_Instructions for the task_
Give the data below again, word for word.

+===+

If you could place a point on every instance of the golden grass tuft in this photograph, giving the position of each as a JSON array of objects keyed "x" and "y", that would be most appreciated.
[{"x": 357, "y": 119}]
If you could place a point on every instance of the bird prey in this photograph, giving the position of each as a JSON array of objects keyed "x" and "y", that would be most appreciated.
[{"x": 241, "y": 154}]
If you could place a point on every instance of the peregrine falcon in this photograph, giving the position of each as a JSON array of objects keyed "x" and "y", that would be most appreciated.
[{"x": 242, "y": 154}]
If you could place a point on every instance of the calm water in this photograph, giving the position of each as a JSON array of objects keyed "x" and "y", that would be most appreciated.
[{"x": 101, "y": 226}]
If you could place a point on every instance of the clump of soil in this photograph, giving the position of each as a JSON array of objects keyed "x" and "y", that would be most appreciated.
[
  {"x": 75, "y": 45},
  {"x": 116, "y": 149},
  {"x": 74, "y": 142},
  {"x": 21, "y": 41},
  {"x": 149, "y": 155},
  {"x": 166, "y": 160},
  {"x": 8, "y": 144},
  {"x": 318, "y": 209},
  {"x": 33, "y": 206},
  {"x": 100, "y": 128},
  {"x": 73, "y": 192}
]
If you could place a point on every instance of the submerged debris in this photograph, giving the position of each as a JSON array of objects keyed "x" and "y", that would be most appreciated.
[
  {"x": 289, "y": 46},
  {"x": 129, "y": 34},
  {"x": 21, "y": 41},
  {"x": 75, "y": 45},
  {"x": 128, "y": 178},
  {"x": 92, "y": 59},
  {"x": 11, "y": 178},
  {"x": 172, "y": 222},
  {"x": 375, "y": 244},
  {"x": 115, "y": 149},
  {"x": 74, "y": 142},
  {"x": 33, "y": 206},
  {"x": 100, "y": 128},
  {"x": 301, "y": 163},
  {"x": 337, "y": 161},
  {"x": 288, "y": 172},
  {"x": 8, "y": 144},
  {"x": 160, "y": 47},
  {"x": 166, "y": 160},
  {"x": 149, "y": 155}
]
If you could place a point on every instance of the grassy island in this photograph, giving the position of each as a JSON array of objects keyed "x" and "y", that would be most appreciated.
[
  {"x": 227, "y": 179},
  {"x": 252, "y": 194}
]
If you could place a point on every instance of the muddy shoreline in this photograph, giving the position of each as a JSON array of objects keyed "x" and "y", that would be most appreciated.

+===+

_Full response_
If you could place a point on every instance of the golden grass tuft in this photograph, giving the position of each as a JSON array of objects keyed "x" and "y", that would be most appreciated.
[{"x": 357, "y": 119}]
If you could place a point on every instance of the bird prey in this photograph, giving the position of each as a JSON array of objects keyed "x" and "y", that would be most appreciated.
[{"x": 241, "y": 154}]
If you could place a point on every instance of the peregrine falcon in this photograph, giving the position of each as a JSON array of objects keyed "x" and "y", that would be most appreciated.
[{"x": 242, "y": 154}]
If you could place a point on every instance of the calm water in this photograph, giving the position of each as a JSON array of objects keyed "x" and "y", that would be most appreciated.
[{"x": 101, "y": 226}]
If you could place a point on every instance of the clump of soil in this photograph, giving the position of each as a JSON array of objects keyed "x" and "y", that would be most appreciated.
[
  {"x": 75, "y": 45},
  {"x": 116, "y": 149},
  {"x": 74, "y": 142},
  {"x": 21, "y": 41},
  {"x": 149, "y": 155},
  {"x": 166, "y": 160},
  {"x": 8, "y": 144},
  {"x": 318, "y": 209},
  {"x": 33, "y": 206},
  {"x": 100, "y": 128},
  {"x": 73, "y": 192}
]
If you could place a point on every instance of the submerged debris in this photograph, giving the position of each as a JSON array of objects keyed "x" and "y", that would be most appreciated.
[
  {"x": 289, "y": 46},
  {"x": 129, "y": 34},
  {"x": 21, "y": 41},
  {"x": 75, "y": 45},
  {"x": 128, "y": 178},
  {"x": 92, "y": 59},
  {"x": 11, "y": 178},
  {"x": 172, "y": 222},
  {"x": 375, "y": 244},
  {"x": 115, "y": 149},
  {"x": 74, "y": 142},
  {"x": 33, "y": 206},
  {"x": 100, "y": 128},
  {"x": 301, "y": 163},
  {"x": 337, "y": 161},
  {"x": 288, "y": 172},
  {"x": 8, "y": 144},
  {"x": 160, "y": 47},
  {"x": 166, "y": 160},
  {"x": 149, "y": 155}
]
If you could place a point on every instance of the grassy island in this photograph, giving the position of each as a JSON array of objects keyed "x" and "y", that would be most appreciated.
[
  {"x": 227, "y": 179},
  {"x": 252, "y": 194}
]
If you could place a point on every instance of the muddy shoreline in this photograph, giving the position of each as a JSON array of objects keyed "x" and "y", that would be most appreciated.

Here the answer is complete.